PROVIDED TEXT
-----
Hive HCatalog Streaming API
Traditionally adding new data into Hive requires gathering a large amount of data onto HDFS and then periodically adding a new partition. This is essentially a “batch insertion”. Insertion of new data into an existing partition is not permitted. Hive Streaming API allows data to be pumped continuously into Hive. The incoming data can be continuously committed in small batches of records into an existing Hive partition or table. Once data is committed it becomes immediately visible to all Hive queries initiated subsequently.
This API is intended for streaming clients such as Flume and Storm, which continuously generate data. Streaming support is built on top of ACID based insert/update support in Hive (see Hive Transactions).
The Classes and interfaces part of the Hive streaming API are broadly categorized into two sets. The first set provides support for connection and transaction management while the second set provides I/O support. Transactions are managed by the metastore. Writes are performed directly to HDFS.
-----
[Location labeling records]
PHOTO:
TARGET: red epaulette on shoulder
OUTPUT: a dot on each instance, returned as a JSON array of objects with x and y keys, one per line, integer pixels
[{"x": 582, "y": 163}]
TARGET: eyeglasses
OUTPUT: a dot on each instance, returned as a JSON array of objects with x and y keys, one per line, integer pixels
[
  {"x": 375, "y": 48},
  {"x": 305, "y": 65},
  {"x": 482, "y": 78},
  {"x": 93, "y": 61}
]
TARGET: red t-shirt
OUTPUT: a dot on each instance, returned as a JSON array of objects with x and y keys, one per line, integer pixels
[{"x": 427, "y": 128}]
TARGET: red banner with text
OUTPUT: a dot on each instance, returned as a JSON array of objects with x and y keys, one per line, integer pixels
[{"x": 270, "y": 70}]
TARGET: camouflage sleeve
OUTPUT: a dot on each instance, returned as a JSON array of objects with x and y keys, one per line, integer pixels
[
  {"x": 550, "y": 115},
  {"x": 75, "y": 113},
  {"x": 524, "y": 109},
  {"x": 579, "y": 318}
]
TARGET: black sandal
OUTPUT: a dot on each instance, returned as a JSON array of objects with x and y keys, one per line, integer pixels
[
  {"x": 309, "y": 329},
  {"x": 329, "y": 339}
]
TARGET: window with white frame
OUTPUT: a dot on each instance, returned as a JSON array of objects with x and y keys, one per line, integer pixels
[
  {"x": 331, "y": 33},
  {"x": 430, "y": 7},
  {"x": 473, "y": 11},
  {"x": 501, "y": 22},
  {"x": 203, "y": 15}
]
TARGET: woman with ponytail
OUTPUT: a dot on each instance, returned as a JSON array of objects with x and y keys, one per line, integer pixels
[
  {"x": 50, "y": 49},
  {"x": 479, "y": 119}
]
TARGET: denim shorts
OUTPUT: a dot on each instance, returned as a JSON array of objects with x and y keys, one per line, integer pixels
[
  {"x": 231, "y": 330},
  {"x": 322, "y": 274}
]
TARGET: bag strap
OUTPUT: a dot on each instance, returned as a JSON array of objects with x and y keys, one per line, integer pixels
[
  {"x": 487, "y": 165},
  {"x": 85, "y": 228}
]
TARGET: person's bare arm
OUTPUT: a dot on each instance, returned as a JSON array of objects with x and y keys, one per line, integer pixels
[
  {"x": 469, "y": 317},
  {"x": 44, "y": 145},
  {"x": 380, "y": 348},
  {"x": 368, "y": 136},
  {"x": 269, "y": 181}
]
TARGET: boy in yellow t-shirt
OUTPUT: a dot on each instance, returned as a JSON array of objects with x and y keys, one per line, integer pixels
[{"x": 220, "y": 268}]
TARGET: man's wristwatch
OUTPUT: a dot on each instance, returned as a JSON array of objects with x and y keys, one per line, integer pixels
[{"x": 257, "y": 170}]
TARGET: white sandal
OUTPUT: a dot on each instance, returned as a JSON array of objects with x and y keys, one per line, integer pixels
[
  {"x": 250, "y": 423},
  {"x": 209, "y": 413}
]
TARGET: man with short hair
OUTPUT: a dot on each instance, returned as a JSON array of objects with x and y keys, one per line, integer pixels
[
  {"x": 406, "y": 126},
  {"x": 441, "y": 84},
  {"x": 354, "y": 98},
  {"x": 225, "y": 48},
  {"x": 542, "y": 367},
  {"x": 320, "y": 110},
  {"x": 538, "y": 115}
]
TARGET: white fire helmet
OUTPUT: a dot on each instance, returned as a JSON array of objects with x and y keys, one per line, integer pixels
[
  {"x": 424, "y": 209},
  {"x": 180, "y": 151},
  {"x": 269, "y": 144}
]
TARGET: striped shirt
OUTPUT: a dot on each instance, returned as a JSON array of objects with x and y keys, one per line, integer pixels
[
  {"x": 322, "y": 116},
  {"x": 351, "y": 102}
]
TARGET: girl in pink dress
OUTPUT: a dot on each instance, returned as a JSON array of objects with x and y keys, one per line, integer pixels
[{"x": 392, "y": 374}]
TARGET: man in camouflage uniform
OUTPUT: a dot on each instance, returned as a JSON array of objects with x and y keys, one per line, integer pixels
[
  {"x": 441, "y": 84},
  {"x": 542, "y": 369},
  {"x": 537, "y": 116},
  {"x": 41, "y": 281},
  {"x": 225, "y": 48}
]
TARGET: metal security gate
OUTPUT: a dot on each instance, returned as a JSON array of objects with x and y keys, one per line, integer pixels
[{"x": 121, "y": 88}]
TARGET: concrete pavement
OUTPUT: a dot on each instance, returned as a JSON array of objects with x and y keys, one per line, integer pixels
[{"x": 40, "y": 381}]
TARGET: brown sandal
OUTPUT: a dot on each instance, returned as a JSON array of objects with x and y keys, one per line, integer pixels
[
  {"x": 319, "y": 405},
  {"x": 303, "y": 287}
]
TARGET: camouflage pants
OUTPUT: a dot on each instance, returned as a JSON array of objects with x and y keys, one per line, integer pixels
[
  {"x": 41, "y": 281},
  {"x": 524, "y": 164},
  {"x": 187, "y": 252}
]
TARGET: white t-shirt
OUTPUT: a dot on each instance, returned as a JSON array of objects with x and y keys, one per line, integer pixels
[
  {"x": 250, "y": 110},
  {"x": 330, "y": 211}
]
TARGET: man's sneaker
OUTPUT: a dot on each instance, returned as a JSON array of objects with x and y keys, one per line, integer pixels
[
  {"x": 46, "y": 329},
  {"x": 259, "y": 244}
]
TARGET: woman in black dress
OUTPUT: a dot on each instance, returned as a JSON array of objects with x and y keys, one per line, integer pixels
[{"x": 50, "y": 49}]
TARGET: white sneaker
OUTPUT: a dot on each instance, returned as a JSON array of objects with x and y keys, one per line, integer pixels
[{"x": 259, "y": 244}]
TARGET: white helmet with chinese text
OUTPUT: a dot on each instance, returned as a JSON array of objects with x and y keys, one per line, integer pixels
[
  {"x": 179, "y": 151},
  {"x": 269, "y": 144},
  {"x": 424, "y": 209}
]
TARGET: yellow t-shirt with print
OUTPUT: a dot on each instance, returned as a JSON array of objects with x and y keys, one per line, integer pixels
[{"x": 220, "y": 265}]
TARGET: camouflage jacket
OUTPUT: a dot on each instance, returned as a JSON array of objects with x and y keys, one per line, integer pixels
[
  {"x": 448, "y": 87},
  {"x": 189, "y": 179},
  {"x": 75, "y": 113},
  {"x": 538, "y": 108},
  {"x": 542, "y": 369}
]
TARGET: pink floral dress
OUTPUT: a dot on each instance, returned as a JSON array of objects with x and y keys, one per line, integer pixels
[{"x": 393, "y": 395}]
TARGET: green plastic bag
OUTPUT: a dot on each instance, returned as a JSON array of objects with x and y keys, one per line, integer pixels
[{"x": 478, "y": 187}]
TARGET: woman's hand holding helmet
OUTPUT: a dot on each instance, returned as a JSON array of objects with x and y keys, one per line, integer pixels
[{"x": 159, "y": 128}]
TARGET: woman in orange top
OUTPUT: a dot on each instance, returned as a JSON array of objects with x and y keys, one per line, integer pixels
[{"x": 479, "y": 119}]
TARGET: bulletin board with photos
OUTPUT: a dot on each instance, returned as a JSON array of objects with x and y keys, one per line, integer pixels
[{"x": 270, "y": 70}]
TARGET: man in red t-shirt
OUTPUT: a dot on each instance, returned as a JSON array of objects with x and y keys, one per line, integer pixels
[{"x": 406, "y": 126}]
-----
PARTS OF THE EXERCISE
(a) Answer these questions using the Hive Streaming API text:
(i) What term does it use for the traditional way of adding new data into Hive?
(ii) Which streaming clients does it give as examples?
(iii) What manages transactions?
(b) Which software projects or systems does the Hive Streaming API text mention by proper name?

SOLUTIONS BY TASK
(a)
(i) A "batch insertion."
(ii) Flume and Storm.
(iii) The metastore.

(b) Hive, HCatalog, HDFS, Flume, Storm